- _DEINE AUFGABEN_:
1. Fasse im Text zu den Kürzungen bei der Flüchtlingsberatung den Absatz, der mit „Das gestrichene Programm umfasst“ beginnt, als kurze Liste zusammen. Die wichtigsten Zahlen sollen erhalten bleiben.
2. Gib aus dem Text zu den Kürzungen bei der Flüchtlingsberatung den Abschnitt von „In unserem Therapiezentrum“ bis einschließlich „soll gespart werden.“ wortgetreu wieder.

- _DOKUMENTTEXT_:
◆ ◆ ◆ ◆

Der Haushaltsplanentwurf 2025 der Landesregierung in NRW sieht die weitgehende Zerschlagung des Förderprogramms „Soziale Beratung von Geflüchteten“ vor. Alle 77 Stellen der Beratung für das Asylverfahren in den Landesunterkünften, alle 14 Stellen der Beratung für unbegleitete minderjährige Geflüchtete sowie mindestens 6 Stellen für die fachliche Begleitung und Qualifizierung sollen gestrichen werden.
Die Medizinische Flüchtlingshilfe schreibt dazu: »Gerade in diesen Zeiten brauchen wir mehr Sozialarbeit und nicht weniger! Die Landesregierung versucht diesen Kahlschlag zu vertuschen, vor allem mit 2 Nebelkerzen:
- „Der Bund ist für diese Beratung zuständig und es gab dafür im letzten Jahr auch Mittel, die aber nicht abgerufen wurden.“
Das ist eine ziemlich dreiste Täuschung! Ja, der Bund ist zuständig, aber das Förderprogramm ist schlecht und die Mittel sind begrenzt. Und die Mittel wurden abgerufen, nur mehr in anderen Bundesländern, als zunächst vorgesehen. Wenn diese Mittel nächstes Jahr nach NRW fließen, fehlen sie woanders. Und diese Mittel reichen gerade mal für 20 Unterkünfte. 55 Unterkünfte mit oft vielen hundert Bewohner*innen hätten keine Beratung mehr.
Und für die Beratung für minderjährige Geflüchtete gibt überhaupt keine Alternative. Hier verweist die Regierung auf eine Förderung des Bundes, die im letzten Jahr bereits komplett für die Beratung besonders Schutzbedürftiger ausgeschöpft war. - „Knapper Haushalt, wir müssen an allen Stellen sparen.“
Das gestrichene Programm umfasst nur knapp 7 Millionen Euro. Gleichzeitig werden zusätzlich 12 Millionen Euro für die Umsetzung der Bezahlkarte und 300 Millionen Euro für den Ausbau der Unterbringungskapazitäten in den Haushalt eingestellt. Das Geld ist also da, aber die Prioritäten liegen auf Abschreckung und längerer Unterbringung in Lagern, nicht auf guter Versorgung und einem fairen Verfahren.
In unserem Therapiezentrum für Überlebende von Folter und Krieg in Bochum betreuen wir jährlich knapp 500 besonders schutzbedürftige Klient*innen, die z.B. auf Grund von Folter, Menschenhandel und anderer schwerer Menschenrechtsverbrechen stark psychisch belastet sind. Unsere Klient*innen kommen aus einem Einzugsgebiet von Bochum über Essen bis Mülheim und von Haltern im Norden bis Breckerfeld im Süden.
Als Psychosoziales Zentrum sind wir im nächsten Jahr auch noch mit der Halbierung der Fördermittel des Bundes konfrontiert, auch dort soll gespart werden.

◆ ◆ ◆ ◆

- _Gespeicherte Einträge_:
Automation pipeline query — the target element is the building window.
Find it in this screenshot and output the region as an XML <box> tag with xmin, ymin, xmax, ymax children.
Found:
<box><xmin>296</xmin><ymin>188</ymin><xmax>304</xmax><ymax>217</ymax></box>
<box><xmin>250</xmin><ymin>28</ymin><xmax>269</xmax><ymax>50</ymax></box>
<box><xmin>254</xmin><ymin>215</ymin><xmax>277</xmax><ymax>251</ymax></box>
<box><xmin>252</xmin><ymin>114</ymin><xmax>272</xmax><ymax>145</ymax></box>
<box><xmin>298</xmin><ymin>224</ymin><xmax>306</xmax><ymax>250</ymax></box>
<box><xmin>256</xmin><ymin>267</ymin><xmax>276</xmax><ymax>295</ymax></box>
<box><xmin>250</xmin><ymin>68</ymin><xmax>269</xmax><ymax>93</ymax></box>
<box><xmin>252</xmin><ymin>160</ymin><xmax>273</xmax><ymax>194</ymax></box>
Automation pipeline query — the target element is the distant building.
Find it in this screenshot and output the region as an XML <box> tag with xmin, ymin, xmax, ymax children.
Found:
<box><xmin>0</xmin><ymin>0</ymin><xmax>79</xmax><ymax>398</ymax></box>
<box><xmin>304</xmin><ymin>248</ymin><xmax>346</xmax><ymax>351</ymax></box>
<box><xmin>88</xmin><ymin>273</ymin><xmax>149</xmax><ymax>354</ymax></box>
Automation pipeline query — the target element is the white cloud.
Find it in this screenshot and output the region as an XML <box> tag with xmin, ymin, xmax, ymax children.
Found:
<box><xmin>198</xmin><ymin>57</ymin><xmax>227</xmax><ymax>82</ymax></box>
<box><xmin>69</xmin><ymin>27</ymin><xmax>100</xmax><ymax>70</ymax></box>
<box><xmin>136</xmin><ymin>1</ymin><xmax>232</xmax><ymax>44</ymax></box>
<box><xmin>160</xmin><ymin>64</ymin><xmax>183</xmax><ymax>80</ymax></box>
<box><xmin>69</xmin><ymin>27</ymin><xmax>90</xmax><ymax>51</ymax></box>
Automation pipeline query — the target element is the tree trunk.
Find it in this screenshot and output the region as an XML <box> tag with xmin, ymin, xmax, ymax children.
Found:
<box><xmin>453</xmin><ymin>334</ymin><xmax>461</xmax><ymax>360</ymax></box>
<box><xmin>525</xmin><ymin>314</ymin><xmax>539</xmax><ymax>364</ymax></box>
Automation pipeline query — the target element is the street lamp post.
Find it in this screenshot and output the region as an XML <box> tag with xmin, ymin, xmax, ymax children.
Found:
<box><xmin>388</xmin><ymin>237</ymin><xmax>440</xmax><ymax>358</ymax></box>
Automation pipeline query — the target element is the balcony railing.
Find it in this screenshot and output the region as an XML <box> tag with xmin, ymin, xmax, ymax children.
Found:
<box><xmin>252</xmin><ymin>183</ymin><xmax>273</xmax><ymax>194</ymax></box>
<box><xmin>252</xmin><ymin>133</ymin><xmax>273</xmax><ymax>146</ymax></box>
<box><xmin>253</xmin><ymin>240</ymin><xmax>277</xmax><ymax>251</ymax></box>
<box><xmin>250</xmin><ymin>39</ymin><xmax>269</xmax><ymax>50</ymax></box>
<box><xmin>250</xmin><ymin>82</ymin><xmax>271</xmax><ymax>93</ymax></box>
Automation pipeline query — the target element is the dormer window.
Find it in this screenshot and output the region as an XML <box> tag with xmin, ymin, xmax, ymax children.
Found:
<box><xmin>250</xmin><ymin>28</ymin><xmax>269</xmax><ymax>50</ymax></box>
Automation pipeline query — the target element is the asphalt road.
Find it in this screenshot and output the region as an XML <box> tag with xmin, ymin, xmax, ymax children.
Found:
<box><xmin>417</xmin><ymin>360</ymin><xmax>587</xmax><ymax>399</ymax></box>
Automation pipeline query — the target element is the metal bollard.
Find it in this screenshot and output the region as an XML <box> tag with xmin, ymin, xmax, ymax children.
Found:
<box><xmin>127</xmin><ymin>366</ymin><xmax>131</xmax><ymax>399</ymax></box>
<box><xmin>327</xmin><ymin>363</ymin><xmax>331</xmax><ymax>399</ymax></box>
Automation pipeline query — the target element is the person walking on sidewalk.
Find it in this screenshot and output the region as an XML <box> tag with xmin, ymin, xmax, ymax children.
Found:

◆ ◆ ◆ ◆

- _ERGEBNISSE JE AUFGABE_:
1.
- Das gestrichene Programm umfasst nur knapp 7 Millionen Euro.
- Gleichzeitig kommen 12 Millionen Euro für die Bezahlkarte und 300 Millionen Euro für den Ausbau der Unterbringungskapazitäten in den Haushalt.
- Das Geld ist also da. Die Prioritäten liegen aber auf Abschreckung und längerer Unterbringung in Lagern, nicht auf guter Versorgung und einem fairen Verfahren.

2.
In unserem Therapiezentrum für Überlebende von Folter und Krieg in Bochum betreuen wir jährlich knapp 500 besonders schutzbedürftige Klient*innen, die z.B. auf Grund von Folter, Menschenhandel und anderer schwerer Menschenrechtsverbrechen stark psychisch belastet sind. Unsere Klient*innen kommen aus einem Einzugsgebiet von Bochum über Essen bis Mülheim und von Haltern im Norden bis Breckerfeld im Süden.
Als Psychosoziales Zentrum sind wir im nächsten Jahr auch noch mit der Halbierung der Fördermittel des Bundes konfrontiert, auch dort soll gespart werden.